▸ Tasks and exercises
1 > Answer these questions using the post about human-animal hybrids:
(a) Which university fused human cells with rabbit eggs, and in what year?
(b) What did the scientists do with those embryos after letting them develop for several days?
(c) What experiment might be done at Stanford University?
2 > Write the next part of the post about human-animal hybrids, picking up after its final sentence.

Like a lot of you, I found the “human-animal hybrid” line peculiar, to say the least. But apparently it’s actually something people are talking about:

Scientists have begun blurring the line between human and animal by producing chimeras—a hybrid creature that’s part human, part animal.

Chinese scientists at the Shanghai Second Medical University in 2003 successfully fused human cells with rabbit eggs. The embryos were reportedly the first human-animal chimeras successfully created. They were allowed to develop for several days in a laboratory dish before the scientists destroyed the embryos to harvest their stem cells.

And at Stanford University in California an experiment might be done later this year to create mice with human brains.

And doesn’t that last image just make you want to run screaming out of the room?

More here.

…okay, cheap laughs aside, here’s a more informed perspective than mine:

It’s pure political calculus. He throws away the mad scientist and pig-man vote, and wins the religious ignoramus vote…and we know which one has the majority here.

(Collected data entries)
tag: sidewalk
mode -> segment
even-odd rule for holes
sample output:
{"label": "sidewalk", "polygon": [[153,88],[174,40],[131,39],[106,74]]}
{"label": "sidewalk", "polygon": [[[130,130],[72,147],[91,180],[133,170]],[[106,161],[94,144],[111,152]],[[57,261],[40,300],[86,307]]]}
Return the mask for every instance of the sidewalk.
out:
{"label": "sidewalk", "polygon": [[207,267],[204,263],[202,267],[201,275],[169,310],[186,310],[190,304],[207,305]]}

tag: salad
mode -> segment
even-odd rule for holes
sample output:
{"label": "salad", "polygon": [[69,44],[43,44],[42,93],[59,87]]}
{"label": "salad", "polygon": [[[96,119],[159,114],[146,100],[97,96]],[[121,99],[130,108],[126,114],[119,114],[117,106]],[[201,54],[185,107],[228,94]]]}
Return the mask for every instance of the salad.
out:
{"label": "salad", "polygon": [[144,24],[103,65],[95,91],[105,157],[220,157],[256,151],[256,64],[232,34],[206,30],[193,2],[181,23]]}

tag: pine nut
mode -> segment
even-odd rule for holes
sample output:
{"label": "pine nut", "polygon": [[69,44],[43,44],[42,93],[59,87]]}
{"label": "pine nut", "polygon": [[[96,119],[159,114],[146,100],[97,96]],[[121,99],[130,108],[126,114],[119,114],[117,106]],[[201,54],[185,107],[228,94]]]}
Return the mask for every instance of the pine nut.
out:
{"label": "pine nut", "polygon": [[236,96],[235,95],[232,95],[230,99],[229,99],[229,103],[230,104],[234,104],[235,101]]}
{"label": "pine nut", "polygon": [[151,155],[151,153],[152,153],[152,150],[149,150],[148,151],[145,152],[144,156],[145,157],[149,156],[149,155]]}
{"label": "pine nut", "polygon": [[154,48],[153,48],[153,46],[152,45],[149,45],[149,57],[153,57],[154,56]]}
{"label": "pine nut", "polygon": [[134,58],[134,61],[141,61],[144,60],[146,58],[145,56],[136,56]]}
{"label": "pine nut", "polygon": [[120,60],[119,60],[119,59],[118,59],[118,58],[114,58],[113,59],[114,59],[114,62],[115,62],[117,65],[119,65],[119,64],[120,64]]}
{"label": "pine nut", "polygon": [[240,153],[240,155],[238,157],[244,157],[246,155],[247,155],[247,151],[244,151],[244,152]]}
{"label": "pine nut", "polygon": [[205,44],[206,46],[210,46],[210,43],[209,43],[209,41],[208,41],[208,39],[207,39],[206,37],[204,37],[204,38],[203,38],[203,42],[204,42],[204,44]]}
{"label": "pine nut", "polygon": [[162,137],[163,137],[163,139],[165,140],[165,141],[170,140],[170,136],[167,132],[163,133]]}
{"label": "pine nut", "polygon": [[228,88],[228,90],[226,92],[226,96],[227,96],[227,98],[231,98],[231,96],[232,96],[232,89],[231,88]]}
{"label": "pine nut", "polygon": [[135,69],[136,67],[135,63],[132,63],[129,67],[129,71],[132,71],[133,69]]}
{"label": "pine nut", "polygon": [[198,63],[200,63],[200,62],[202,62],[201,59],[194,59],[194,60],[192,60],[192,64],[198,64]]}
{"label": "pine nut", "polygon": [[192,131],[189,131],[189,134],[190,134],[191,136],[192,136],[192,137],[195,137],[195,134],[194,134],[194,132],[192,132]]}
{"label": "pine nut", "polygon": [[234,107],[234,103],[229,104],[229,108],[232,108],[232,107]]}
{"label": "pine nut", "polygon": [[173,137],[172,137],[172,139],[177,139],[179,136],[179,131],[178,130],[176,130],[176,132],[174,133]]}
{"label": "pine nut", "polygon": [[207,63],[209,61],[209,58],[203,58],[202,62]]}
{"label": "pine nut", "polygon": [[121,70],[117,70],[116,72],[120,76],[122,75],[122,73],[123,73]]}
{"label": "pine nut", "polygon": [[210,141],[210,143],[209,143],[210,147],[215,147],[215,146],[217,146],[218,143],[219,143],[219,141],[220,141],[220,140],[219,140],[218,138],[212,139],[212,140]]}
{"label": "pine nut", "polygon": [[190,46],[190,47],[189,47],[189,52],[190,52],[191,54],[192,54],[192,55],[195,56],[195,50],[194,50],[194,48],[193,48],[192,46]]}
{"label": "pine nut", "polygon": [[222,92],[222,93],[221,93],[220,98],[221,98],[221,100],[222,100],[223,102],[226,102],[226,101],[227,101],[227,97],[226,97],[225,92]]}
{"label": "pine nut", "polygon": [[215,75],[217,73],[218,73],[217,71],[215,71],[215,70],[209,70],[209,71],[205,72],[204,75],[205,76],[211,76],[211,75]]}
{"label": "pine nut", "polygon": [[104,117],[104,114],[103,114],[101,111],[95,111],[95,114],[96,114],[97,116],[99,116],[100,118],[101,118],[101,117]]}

▸ Numbered responses
1 >
(a) Shanghai Second Medical University, in 2003.
(b) They destroyed the embryos to harvest their stem cells.
(c) An experiment to create mice with human brains.

2 >
But guess what? Creating chimeras is legitimate and useful scientific research; it’s really happening. Of course, it isn’t with the intent of creating monstrous half-animal/half-human slaves or something evil like that, and scientists are well aware (or should be well aware) of the ethical concerns, and it’s the topic of ongoing debate. Let’s consider one recent example of such an experiment.

Down syndrome is a very common genetic disorder caused by the presence of an extra chromosome 21. That kind of genetic insult causes a constellation of problems: mild to moderate mental retardation, heart defects, and weakened immune systems, and various superficial abnormalities. It’s also a viable defect, and produces walking, talking, interacting human beings who are loved by their friends and families, who would really like to be able to do something about those lifespan-reducing health problems. We would love to have an animal model of Down syndrome, so that, for example, we could figure out exactly what gene overdose is causing the immune system problems or the heart defects, and develop better treatments for them.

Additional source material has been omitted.